▶ **Vorliegender Text**
Klinik-Aus schon seit Dezember 2019 in der Diskussion

Das Diakonissenhaus hatte die Entscheidung bereits im Dezember 2019 verkündet und damit begründet, dass das Krankenhaus anders als die Reha-Klinik einen mit rund 10 000 Einwohnern sehr eingeschränkten Einzugsbereich habe, „der es nicht erlaubt, die hohen Vorhaltekosten zu refinanzieren“, hieß es in der Pressemitteilung. Mit den Krankenhäusern in Bad Belzig, Brandenburg/Havel und Potsdam gebe es ausreichend Alternativen in der Nähe. Wie Alexander Schulz, Sprecher des Diakonissenhauses, auf PNN-Anfrage sagte, laufen derzeit die Gespräche mit Krankenkassen und dem Gesundheitsministerium zur geplanten Schließung. Wie lange diese dauern werden, konnte Schulz nicht sagen. Auch blieb auf Nachfrage offen, ob die derzeitige Pandemie, die bei der Verkündung der Schließung im Dezember nicht absehbar war, etwas an der grundlegenden Einschätzung des Diakonissenhauses ändert.

▶ **Aufgaben**
(A) Wie viele Einwohner hat der Einzugsbereich des Krankenhauses laut dem Text zur Klinikschließung?
(B) Übertragen Sie aus dem Text zur Klinikschließung wortgetreu die Passage von „Das Diakonissenhaus hatte“ bis einschließlich „des Diakonissenhauses ändert.“.
Die Daten stammen aus einer anderen Quelle.

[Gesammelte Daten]
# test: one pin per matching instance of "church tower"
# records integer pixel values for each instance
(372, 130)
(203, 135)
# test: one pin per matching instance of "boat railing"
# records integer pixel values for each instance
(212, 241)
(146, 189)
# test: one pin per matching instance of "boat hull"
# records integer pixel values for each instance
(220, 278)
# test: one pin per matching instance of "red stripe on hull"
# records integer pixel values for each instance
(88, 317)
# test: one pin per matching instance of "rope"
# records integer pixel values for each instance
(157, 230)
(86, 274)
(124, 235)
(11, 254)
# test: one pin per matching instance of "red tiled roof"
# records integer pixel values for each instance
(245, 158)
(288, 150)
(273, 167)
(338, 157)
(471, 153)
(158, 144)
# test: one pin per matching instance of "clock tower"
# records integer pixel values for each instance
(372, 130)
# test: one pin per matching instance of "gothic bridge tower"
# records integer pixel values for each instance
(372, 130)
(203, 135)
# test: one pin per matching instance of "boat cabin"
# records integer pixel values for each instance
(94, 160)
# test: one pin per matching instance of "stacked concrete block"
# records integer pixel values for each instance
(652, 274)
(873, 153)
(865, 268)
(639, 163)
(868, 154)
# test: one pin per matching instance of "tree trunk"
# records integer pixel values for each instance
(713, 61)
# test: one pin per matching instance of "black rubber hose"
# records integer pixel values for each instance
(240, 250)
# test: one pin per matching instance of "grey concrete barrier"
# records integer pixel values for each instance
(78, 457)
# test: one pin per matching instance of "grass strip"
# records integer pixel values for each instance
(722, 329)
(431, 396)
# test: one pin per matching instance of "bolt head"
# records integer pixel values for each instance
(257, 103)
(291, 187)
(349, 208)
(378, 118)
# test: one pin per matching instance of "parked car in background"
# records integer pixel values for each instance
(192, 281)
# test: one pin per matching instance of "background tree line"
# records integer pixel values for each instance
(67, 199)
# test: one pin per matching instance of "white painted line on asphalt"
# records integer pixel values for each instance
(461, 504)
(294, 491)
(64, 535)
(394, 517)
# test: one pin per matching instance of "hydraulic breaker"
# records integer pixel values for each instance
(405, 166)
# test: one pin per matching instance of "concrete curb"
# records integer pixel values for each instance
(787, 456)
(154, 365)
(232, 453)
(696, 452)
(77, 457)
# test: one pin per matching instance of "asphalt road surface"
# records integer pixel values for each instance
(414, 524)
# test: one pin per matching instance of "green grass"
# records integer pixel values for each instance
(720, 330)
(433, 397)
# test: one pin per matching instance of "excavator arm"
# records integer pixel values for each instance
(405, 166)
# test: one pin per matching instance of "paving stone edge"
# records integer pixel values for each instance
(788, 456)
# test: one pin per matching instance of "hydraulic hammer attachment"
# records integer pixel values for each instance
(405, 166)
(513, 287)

▶ **Lösungen**
(A) Rund 10 000 Einwohner.

(B)
Das Diakonissenhaus hatte die Entscheidung bereits im Dezember 2019 verkündet und damit begründet, dass das Krankenhaus anders als die Reha-Klinik einen mit rund 10 000 Einwohnern sehr eingeschränkten Einzugsbereich habe, „der es nicht erlaubt, die hohen Vorhaltekosten zu refinanzieren“, hieß es in der Pressemitteilung. Mit den Krankenhäusern in Bad Belzig, Brandenburg/Havel und Potsdam gebe es ausreichend Alternativen in der Nähe. Wie Alexander Schulz, Sprecher des Diakonissenhauses, auf PNN-Anfrage sagte, laufen derzeit die Gespräche mit Krankenkassen und dem Gesundheitsministerium zur geplanten Schließung. Wie lange diese dauern werden, konnte Schulz nicht sagen. Auch blieb auf Nachfrage offen, ob die derzeitige Pandemie, die bei der Verkündung der Schließung im Dezember nicht absehbar war, etwas an der grundlegenden Einschätzung des Diakonissenhauses ändert.